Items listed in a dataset

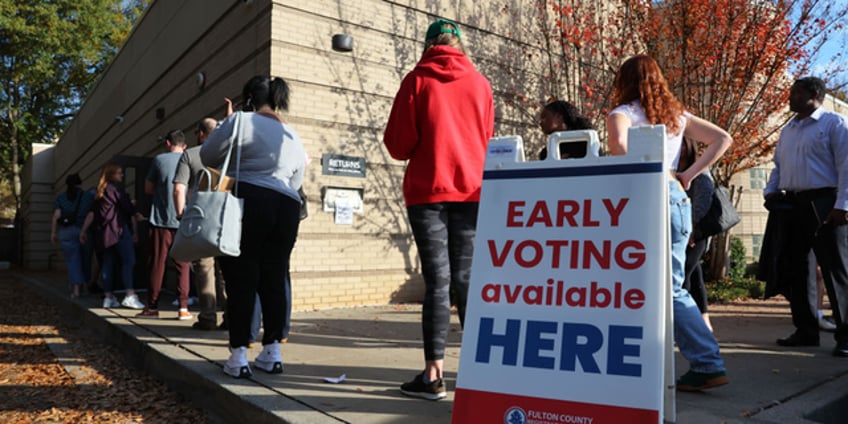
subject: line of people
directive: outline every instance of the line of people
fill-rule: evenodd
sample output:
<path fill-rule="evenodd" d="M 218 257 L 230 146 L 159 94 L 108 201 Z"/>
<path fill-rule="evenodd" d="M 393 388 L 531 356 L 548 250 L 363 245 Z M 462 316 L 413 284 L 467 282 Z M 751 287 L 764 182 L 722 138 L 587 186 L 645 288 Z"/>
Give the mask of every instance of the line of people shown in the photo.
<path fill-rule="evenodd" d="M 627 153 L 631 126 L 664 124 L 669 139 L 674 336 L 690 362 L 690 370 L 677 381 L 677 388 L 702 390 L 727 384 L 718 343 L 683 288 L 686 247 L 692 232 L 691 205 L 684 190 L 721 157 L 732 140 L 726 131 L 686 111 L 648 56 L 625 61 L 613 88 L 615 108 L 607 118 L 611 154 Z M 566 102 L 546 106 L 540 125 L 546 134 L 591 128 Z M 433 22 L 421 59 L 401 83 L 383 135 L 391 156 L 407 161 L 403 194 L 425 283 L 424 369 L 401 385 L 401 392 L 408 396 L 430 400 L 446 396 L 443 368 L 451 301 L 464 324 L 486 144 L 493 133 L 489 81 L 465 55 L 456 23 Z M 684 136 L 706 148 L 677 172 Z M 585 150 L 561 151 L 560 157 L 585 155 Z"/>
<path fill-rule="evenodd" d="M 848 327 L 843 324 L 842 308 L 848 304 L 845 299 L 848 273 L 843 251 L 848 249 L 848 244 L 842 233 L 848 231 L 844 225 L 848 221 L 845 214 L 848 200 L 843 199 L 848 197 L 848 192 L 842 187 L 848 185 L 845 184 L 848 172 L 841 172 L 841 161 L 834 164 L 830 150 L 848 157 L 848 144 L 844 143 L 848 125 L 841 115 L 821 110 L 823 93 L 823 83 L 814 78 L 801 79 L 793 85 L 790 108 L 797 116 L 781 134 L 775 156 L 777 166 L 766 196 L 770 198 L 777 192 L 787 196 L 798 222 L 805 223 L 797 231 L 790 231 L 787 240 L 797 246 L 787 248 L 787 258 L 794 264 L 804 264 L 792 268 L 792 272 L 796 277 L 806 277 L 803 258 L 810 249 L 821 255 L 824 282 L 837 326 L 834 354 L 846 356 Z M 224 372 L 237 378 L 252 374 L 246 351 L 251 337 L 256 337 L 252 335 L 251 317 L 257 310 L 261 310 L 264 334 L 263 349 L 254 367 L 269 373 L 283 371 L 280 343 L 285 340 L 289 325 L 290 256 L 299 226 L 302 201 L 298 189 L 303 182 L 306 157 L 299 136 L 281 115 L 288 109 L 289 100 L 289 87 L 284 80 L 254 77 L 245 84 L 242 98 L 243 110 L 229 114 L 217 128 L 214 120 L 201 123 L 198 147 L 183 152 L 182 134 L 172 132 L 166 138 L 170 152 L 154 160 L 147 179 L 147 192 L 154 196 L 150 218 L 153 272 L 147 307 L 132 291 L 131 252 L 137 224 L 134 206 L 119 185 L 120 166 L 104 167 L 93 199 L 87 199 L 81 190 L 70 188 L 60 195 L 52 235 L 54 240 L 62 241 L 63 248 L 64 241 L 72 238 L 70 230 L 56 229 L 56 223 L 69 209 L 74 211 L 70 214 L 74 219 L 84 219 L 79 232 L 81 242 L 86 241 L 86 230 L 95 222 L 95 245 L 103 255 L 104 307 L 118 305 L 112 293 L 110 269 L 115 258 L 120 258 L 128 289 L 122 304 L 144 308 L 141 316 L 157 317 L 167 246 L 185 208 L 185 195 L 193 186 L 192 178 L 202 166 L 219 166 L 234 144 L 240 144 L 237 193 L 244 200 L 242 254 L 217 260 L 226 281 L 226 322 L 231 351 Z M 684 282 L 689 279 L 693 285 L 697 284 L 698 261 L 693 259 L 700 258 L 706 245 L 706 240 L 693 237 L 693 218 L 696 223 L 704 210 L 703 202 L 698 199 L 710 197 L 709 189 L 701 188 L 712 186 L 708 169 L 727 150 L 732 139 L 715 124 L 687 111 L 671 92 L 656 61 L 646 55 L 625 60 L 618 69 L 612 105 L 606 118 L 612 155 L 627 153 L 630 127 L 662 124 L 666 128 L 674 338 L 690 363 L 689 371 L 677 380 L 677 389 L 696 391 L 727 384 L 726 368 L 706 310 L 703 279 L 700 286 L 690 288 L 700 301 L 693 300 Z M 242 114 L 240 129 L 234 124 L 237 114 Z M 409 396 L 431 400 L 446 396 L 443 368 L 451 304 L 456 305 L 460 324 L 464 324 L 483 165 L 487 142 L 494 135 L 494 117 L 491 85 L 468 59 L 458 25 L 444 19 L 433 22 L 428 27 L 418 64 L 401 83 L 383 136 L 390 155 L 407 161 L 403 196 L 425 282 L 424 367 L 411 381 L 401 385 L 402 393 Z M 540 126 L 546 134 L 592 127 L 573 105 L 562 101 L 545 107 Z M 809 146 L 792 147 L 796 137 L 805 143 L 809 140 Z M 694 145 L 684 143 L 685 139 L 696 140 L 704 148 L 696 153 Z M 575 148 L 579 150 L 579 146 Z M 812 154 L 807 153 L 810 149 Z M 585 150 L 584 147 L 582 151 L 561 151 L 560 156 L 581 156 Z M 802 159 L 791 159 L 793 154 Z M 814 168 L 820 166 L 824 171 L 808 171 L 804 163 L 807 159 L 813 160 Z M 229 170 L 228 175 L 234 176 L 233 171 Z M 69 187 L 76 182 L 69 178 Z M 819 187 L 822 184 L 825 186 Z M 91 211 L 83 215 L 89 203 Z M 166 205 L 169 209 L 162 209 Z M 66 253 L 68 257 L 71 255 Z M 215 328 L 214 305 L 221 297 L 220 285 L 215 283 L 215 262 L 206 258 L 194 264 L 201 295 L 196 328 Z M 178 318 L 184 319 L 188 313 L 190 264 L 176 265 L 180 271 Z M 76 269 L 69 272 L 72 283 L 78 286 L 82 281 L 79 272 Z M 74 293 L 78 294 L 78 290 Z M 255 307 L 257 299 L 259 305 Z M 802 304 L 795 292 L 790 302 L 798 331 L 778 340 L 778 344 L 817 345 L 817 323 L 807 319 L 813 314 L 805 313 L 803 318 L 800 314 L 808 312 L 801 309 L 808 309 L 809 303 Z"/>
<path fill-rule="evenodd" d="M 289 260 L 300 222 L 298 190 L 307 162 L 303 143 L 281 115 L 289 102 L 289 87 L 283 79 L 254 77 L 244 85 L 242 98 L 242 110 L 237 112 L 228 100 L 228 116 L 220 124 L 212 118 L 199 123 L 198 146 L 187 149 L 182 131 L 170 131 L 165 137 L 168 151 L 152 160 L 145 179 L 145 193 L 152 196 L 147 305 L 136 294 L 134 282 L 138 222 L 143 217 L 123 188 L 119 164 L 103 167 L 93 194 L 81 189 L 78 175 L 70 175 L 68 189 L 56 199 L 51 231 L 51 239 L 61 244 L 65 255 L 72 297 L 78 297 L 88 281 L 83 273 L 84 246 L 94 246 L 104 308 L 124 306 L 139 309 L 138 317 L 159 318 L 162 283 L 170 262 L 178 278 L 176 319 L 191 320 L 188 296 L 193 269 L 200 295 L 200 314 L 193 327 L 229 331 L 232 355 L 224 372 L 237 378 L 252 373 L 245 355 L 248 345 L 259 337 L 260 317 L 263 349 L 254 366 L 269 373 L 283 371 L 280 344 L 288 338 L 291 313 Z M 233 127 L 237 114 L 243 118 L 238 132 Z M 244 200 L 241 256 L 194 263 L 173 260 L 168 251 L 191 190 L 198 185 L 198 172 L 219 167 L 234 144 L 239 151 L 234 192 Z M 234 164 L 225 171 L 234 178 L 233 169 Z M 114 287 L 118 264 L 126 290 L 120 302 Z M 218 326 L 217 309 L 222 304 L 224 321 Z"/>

* * *

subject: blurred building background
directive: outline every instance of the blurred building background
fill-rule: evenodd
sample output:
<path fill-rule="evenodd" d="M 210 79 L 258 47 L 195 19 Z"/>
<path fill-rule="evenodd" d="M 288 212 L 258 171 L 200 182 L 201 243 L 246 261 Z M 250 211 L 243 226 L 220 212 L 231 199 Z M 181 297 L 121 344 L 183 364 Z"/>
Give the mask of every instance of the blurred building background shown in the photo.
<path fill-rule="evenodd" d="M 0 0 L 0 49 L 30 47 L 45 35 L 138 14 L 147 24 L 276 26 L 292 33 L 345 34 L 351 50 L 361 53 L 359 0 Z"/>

* * *

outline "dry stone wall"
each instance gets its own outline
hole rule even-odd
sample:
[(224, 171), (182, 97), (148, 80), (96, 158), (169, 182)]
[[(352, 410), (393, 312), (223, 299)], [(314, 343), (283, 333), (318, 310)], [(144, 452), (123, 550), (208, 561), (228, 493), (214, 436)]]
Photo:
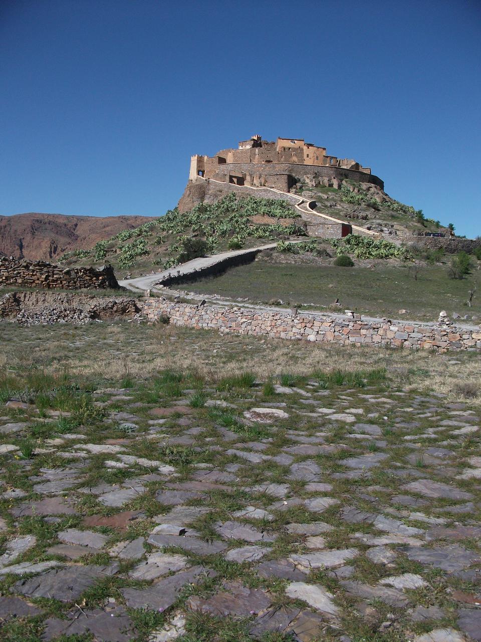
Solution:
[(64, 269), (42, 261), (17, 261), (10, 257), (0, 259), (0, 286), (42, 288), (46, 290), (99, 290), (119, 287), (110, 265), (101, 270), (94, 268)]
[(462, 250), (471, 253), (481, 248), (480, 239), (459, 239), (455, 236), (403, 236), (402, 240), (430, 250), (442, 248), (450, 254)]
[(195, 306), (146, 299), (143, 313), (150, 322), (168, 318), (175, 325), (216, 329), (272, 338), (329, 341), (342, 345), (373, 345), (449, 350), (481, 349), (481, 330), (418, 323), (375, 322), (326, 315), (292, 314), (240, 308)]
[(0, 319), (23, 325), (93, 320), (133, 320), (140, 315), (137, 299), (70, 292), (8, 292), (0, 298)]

● PROBLEM REQUIREMENTS: Recast the material from the line with "subject: line of people" to the line with "627 153 L 631", both lines included, as a JSON list of strings with one string per line and no blank lines.

● EXERCISE OUTPUT:
[
  "subject: line of people",
  "directive: outline every instance of the line of people",
  "fill-rule: evenodd",
  "sample output:",
  "<path fill-rule=\"evenodd\" d=\"M 218 257 L 230 146 L 159 94 L 108 201 Z\"/>",
  "<path fill-rule=\"evenodd\" d=\"M 393 388 L 531 356 L 548 250 L 363 245 Z M 462 316 L 413 284 L 467 282 Z M 751 287 L 764 182 L 722 138 L 587 186 L 645 288 Z\"/>",
  "Give the mask of every instance of the line of people shown in the photo.",
  "<path fill-rule=\"evenodd\" d=\"M 627 153 L 631 126 L 664 124 L 669 139 L 674 336 L 690 362 L 690 370 L 677 381 L 677 388 L 702 390 L 727 384 L 718 343 L 683 288 L 686 247 L 692 232 L 691 205 L 684 190 L 721 157 L 732 140 L 726 131 L 686 111 L 648 56 L 625 61 L 613 88 L 615 108 L 607 118 L 611 154 Z M 566 102 L 546 106 L 540 125 L 546 134 L 591 128 Z M 433 22 L 421 59 L 401 83 L 383 135 L 391 156 L 407 161 L 403 194 L 425 283 L 424 369 L 401 385 L 401 392 L 408 396 L 430 400 L 446 396 L 443 368 L 451 301 L 464 324 L 486 144 L 493 133 L 489 81 L 465 55 L 456 23 Z M 684 136 L 706 148 L 677 172 Z M 585 150 L 561 151 L 560 157 L 585 155 Z\"/>"
]